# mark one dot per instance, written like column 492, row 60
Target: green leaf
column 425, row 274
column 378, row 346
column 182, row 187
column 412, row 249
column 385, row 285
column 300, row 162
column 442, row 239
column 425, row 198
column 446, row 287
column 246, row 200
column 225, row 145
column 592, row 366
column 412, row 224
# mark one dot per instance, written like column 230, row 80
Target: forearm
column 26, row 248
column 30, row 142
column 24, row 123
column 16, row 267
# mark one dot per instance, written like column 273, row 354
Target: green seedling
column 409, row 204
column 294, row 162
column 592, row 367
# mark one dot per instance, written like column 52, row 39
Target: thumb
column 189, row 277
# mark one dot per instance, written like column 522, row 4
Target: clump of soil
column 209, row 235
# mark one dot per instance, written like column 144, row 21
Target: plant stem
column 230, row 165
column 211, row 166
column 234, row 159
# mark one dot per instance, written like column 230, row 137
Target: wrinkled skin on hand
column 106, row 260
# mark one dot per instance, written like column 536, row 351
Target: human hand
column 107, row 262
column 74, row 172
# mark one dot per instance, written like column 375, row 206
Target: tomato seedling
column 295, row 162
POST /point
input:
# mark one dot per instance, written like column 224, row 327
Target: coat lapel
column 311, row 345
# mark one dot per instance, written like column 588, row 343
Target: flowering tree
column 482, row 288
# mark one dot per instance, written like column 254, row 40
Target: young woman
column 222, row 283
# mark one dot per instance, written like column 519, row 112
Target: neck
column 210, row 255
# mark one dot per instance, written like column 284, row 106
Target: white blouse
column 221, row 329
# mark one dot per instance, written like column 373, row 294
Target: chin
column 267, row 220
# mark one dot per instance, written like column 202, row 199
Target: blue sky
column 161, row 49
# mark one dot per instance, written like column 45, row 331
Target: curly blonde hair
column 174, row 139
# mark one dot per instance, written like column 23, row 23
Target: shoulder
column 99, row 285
━━━━━━━━━━
Can you print, unchanged, every line of the rows above, from the very first line down through the one containing "column 106, row 260", with both of those lines included?

# mark one dot per instance, written like column 492, row 60
Target: green leaf
column 425, row 274
column 378, row 346
column 182, row 187
column 412, row 249
column 385, row 285
column 300, row 162
column 442, row 239
column 425, row 198
column 446, row 287
column 246, row 200
column 225, row 145
column 592, row 366
column 412, row 224
# mark one dot per instance, written like column 230, row 80
Target: forearm
column 26, row 248
column 30, row 142
column 24, row 123
column 16, row 267
# mark one dot per instance, written like column 273, row 354
Target: green seedling
column 409, row 204
column 294, row 162
column 592, row 367
# mark one dot per instance, written like column 52, row 39
Target: thumb
column 189, row 277
# mark one dot per instance, written like column 522, row 4
Target: clump of soil
column 209, row 235
# mark one dot per instance, written like column 144, row 21
Target: plant stem
column 230, row 165
column 211, row 166
column 234, row 159
# mark one dot per instance, written like column 230, row 137
Target: wrinkled skin on hand
column 106, row 260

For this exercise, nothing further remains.